Goal of the exercise: From the line holding "In this exercise you will mark each instance of the white" to the final line of the entries, set down each line exactly, including both, and nothing more.

(Dataset excerpts)
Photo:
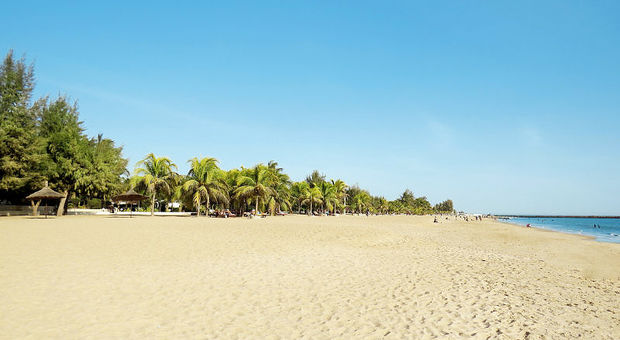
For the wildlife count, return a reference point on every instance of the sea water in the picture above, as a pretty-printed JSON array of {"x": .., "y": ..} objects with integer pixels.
[{"x": 609, "y": 230}]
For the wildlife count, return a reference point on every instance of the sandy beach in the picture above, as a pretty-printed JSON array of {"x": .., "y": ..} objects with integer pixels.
[{"x": 390, "y": 277}]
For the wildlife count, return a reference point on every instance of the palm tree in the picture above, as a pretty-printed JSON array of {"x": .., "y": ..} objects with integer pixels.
[
  {"x": 360, "y": 201},
  {"x": 382, "y": 205},
  {"x": 156, "y": 173},
  {"x": 340, "y": 188},
  {"x": 280, "y": 183},
  {"x": 254, "y": 185},
  {"x": 297, "y": 193},
  {"x": 328, "y": 195},
  {"x": 315, "y": 178},
  {"x": 309, "y": 196},
  {"x": 204, "y": 182}
]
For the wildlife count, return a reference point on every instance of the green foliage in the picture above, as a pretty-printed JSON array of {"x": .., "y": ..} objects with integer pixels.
[
  {"x": 205, "y": 182},
  {"x": 156, "y": 173},
  {"x": 94, "y": 203},
  {"x": 445, "y": 207},
  {"x": 21, "y": 150},
  {"x": 46, "y": 141}
]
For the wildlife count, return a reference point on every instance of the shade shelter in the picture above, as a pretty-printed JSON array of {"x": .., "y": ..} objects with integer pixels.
[
  {"x": 43, "y": 195},
  {"x": 130, "y": 196}
]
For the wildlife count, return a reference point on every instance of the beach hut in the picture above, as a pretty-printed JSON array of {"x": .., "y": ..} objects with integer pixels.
[
  {"x": 130, "y": 196},
  {"x": 43, "y": 195}
]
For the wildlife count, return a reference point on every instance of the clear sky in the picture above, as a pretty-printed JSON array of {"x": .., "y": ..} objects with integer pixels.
[{"x": 502, "y": 106}]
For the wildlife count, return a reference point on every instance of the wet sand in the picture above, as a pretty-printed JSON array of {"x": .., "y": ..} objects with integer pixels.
[{"x": 290, "y": 277}]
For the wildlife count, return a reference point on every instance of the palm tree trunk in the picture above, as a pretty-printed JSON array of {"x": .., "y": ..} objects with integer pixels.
[
  {"x": 207, "y": 214},
  {"x": 256, "y": 209},
  {"x": 61, "y": 205},
  {"x": 153, "y": 203}
]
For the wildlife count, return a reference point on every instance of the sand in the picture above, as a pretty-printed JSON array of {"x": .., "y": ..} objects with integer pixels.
[{"x": 302, "y": 277}]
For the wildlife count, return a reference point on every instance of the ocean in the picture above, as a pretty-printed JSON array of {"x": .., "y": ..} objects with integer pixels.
[{"x": 609, "y": 230}]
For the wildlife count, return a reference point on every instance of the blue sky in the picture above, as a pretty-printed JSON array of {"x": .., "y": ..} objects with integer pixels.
[{"x": 504, "y": 107}]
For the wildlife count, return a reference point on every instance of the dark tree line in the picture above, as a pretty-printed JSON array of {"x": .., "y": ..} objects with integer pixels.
[{"x": 44, "y": 140}]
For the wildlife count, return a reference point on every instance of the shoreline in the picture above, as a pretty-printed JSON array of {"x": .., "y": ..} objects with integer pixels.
[
  {"x": 585, "y": 236},
  {"x": 294, "y": 276}
]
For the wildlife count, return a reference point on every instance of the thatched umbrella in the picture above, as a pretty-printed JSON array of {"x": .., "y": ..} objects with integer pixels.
[
  {"x": 44, "y": 194},
  {"x": 130, "y": 196}
]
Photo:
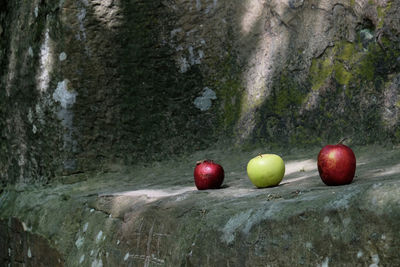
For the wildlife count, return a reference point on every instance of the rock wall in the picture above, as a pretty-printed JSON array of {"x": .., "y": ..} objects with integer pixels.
[{"x": 88, "y": 83}]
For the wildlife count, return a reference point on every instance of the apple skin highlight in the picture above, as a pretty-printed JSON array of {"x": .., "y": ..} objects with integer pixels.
[
  {"x": 266, "y": 170},
  {"x": 208, "y": 175},
  {"x": 336, "y": 164}
]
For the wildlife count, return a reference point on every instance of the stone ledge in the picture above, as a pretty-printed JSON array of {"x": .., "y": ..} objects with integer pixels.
[{"x": 153, "y": 216}]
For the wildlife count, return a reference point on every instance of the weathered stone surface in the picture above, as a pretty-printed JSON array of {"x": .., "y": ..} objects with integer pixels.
[
  {"x": 85, "y": 84},
  {"x": 153, "y": 216}
]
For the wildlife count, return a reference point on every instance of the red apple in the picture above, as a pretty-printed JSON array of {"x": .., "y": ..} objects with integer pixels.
[
  {"x": 336, "y": 164},
  {"x": 208, "y": 175}
]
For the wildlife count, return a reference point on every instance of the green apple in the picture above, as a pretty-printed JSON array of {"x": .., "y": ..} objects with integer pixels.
[{"x": 266, "y": 170}]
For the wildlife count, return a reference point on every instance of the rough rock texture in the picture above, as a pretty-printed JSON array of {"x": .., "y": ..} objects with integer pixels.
[
  {"x": 153, "y": 216},
  {"x": 89, "y": 83},
  {"x": 93, "y": 94}
]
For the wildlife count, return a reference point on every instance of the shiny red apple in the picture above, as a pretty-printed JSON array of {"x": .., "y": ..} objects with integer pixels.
[
  {"x": 208, "y": 175},
  {"x": 336, "y": 164}
]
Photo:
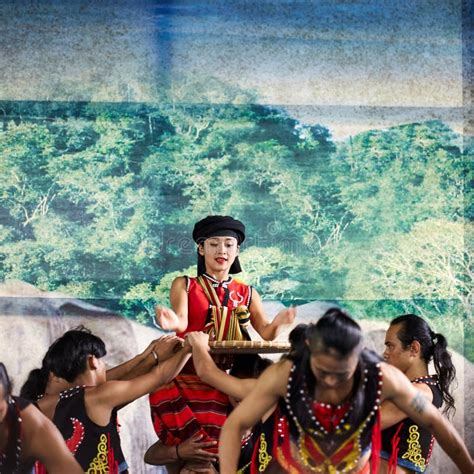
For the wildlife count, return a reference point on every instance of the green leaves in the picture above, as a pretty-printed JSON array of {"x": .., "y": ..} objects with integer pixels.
[{"x": 99, "y": 200}]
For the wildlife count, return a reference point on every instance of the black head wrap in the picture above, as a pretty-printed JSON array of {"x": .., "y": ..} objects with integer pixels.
[{"x": 218, "y": 226}]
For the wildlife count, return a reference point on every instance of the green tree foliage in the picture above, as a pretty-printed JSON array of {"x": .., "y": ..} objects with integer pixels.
[{"x": 99, "y": 200}]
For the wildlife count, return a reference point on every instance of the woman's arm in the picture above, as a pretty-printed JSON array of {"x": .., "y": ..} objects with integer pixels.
[
  {"x": 398, "y": 389},
  {"x": 391, "y": 414},
  {"x": 102, "y": 399},
  {"x": 144, "y": 362},
  {"x": 266, "y": 329},
  {"x": 209, "y": 373},
  {"x": 44, "y": 442},
  {"x": 269, "y": 388},
  {"x": 175, "y": 319},
  {"x": 193, "y": 449}
]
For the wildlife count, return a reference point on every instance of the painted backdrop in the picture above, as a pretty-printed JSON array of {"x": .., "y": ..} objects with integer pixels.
[{"x": 334, "y": 130}]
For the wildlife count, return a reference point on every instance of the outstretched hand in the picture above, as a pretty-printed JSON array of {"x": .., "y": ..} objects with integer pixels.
[
  {"x": 194, "y": 449},
  {"x": 198, "y": 339},
  {"x": 166, "y": 318},
  {"x": 166, "y": 346},
  {"x": 285, "y": 316}
]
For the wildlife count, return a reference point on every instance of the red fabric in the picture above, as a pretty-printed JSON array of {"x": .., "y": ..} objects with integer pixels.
[
  {"x": 329, "y": 416},
  {"x": 393, "y": 461},
  {"x": 198, "y": 304},
  {"x": 39, "y": 468},
  {"x": 185, "y": 407},
  {"x": 376, "y": 445}
]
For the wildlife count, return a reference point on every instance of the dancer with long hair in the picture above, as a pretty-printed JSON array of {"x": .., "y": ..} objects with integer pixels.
[
  {"x": 410, "y": 345},
  {"x": 329, "y": 390},
  {"x": 221, "y": 305},
  {"x": 236, "y": 384},
  {"x": 86, "y": 413}
]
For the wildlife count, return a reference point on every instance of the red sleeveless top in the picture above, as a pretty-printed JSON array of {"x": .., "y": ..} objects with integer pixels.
[{"x": 232, "y": 293}]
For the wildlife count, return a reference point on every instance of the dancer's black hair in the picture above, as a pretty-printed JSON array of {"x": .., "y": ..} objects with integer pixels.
[
  {"x": 5, "y": 381},
  {"x": 66, "y": 358},
  {"x": 337, "y": 332},
  {"x": 434, "y": 347}
]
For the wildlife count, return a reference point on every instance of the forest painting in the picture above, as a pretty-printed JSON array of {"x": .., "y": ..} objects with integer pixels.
[{"x": 333, "y": 130}]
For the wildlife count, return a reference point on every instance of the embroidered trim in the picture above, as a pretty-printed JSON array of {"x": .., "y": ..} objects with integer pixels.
[
  {"x": 413, "y": 452},
  {"x": 263, "y": 457}
]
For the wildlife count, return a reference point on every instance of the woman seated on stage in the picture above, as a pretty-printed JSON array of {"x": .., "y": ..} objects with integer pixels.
[
  {"x": 237, "y": 384},
  {"x": 26, "y": 435},
  {"x": 86, "y": 413},
  {"x": 410, "y": 345},
  {"x": 222, "y": 306},
  {"x": 329, "y": 391}
]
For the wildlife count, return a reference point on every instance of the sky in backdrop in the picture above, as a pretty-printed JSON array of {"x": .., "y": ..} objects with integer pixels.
[{"x": 350, "y": 65}]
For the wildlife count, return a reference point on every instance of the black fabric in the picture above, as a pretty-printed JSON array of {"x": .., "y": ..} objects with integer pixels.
[
  {"x": 85, "y": 438},
  {"x": 425, "y": 437},
  {"x": 218, "y": 226}
]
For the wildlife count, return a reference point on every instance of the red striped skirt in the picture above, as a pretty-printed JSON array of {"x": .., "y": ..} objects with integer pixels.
[{"x": 185, "y": 407}]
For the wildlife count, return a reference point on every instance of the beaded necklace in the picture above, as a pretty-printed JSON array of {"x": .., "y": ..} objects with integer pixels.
[
  {"x": 319, "y": 431},
  {"x": 13, "y": 412},
  {"x": 427, "y": 380}
]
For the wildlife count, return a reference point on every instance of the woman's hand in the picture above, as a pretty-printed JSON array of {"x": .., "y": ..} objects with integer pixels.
[
  {"x": 285, "y": 316},
  {"x": 166, "y": 346},
  {"x": 198, "y": 339},
  {"x": 193, "y": 449},
  {"x": 166, "y": 318}
]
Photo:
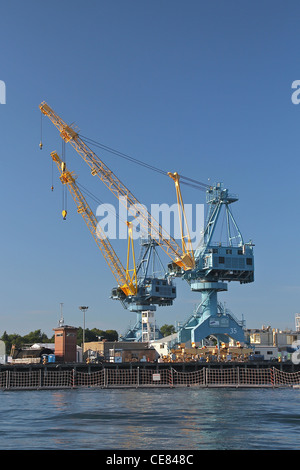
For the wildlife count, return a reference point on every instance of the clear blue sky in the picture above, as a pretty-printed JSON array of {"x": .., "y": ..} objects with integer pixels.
[{"x": 198, "y": 87}]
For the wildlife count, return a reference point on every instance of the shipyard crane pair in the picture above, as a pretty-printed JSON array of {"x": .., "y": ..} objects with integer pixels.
[{"x": 207, "y": 269}]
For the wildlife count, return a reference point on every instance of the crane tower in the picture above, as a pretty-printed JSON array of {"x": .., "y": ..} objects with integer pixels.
[{"x": 217, "y": 262}]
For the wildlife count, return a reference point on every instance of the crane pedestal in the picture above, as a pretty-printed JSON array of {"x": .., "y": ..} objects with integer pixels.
[{"x": 210, "y": 318}]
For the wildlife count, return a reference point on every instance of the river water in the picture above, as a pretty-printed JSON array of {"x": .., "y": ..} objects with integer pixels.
[{"x": 150, "y": 419}]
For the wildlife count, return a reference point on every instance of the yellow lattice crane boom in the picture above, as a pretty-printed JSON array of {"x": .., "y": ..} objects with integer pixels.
[
  {"x": 181, "y": 259},
  {"x": 126, "y": 278},
  {"x": 186, "y": 242}
]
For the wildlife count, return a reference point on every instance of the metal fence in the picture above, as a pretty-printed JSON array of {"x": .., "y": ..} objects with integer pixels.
[{"x": 139, "y": 377}]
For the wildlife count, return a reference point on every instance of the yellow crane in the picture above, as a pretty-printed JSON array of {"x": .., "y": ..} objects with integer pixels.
[
  {"x": 181, "y": 260},
  {"x": 187, "y": 247},
  {"x": 126, "y": 278}
]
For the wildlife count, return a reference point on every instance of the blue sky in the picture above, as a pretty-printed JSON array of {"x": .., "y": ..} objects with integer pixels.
[{"x": 198, "y": 87}]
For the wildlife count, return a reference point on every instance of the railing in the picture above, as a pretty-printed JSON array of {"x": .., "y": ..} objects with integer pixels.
[{"x": 139, "y": 378}]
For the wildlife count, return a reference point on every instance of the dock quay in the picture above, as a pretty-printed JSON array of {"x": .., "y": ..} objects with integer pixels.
[{"x": 148, "y": 375}]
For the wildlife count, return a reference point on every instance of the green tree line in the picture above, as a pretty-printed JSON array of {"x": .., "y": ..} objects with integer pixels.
[
  {"x": 38, "y": 336},
  {"x": 94, "y": 334}
]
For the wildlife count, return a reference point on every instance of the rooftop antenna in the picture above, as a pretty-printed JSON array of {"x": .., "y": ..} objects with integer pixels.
[{"x": 61, "y": 321}]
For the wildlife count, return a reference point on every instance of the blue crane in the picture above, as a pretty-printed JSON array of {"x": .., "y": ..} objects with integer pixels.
[{"x": 219, "y": 259}]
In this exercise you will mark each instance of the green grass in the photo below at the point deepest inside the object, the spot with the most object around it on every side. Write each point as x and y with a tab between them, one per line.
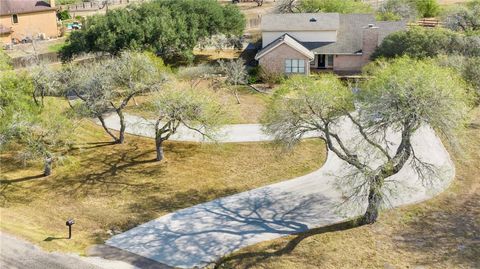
55	47
440	233
107	187
251	107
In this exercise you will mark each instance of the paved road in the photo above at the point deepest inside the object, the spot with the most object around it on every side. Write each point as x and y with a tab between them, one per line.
201	234
18	254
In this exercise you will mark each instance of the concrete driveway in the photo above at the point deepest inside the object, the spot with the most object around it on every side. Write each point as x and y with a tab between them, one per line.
19	254
200	235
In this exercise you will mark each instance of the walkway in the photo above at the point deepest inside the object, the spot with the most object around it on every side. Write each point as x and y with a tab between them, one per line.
199	235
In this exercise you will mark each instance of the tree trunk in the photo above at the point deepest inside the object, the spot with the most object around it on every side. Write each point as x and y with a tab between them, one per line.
374	201
102	121
159	148
47	166
121	138
236	95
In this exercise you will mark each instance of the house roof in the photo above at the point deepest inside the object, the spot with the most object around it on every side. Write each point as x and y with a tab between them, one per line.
349	35
288	40
9	7
349	30
5	30
300	22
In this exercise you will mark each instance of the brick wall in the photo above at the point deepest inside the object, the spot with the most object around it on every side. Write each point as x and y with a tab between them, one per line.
30	25
274	61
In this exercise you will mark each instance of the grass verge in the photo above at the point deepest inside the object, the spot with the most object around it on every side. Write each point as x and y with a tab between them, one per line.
440	233
110	188
251	107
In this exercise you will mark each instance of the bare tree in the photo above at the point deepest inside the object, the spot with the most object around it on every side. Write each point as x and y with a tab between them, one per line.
401	97
287	6
195	110
44	82
45	136
106	86
236	74
464	18
195	74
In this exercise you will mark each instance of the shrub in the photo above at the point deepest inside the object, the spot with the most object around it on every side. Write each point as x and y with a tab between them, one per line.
254	75
394	10
170	28
271	78
427	8
63	15
421	42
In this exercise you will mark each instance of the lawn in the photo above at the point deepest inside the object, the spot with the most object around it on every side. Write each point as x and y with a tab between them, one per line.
251	107
56	47
440	233
110	188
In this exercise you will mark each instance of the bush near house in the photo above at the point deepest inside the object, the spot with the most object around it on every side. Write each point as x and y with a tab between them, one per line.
421	42
170	28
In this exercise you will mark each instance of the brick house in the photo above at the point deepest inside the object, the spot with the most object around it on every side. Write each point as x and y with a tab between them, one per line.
301	42
21	19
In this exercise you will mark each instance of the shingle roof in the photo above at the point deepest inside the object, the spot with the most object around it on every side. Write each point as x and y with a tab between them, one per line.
8	7
350	34
5	30
300	22
288	40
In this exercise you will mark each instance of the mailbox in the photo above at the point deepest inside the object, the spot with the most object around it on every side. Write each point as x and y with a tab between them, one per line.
69	223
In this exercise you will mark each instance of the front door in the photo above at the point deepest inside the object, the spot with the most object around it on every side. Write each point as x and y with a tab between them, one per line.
321	61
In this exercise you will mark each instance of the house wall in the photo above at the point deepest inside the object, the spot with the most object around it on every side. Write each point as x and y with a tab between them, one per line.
274	61
30	24
305	36
348	62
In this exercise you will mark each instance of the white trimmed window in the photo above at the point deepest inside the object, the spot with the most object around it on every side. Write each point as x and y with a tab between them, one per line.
294	66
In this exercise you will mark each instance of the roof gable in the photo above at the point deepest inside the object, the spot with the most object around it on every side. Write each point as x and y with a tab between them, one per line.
8	7
287	40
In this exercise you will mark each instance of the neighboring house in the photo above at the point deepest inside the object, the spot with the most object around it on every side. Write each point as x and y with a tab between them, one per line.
301	42
21	19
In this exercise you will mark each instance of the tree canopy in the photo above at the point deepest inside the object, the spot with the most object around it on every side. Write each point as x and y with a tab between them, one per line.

Answer section:
In this exercise you will mark each instance of the white trimmed window in the photo above at the point deepest inside the object, the spot with the most object around it on every side. Write each point as x and y with a tab between them, one per line.
294	66
In this exercise you will mark each instance of the roof gable in the photo above at the point deepest inside the object, the spot with the most object around it on every side. Write each point as x and y with a tab between them, one per line.
8	7
287	40
In this exercise you will mark each instance of the neighboring house in the photo above at the point deepest inside the object, the spot with the most object around it on every side. Write each point as x and y with a tab between them, one per line.
301	42
21	19
In this exercise you will mark each instance of the tree canopy in the photo above at the point deepest inside the object, the spot with the most object around it on every side. Write each point as x and y with a tab between them, one per line.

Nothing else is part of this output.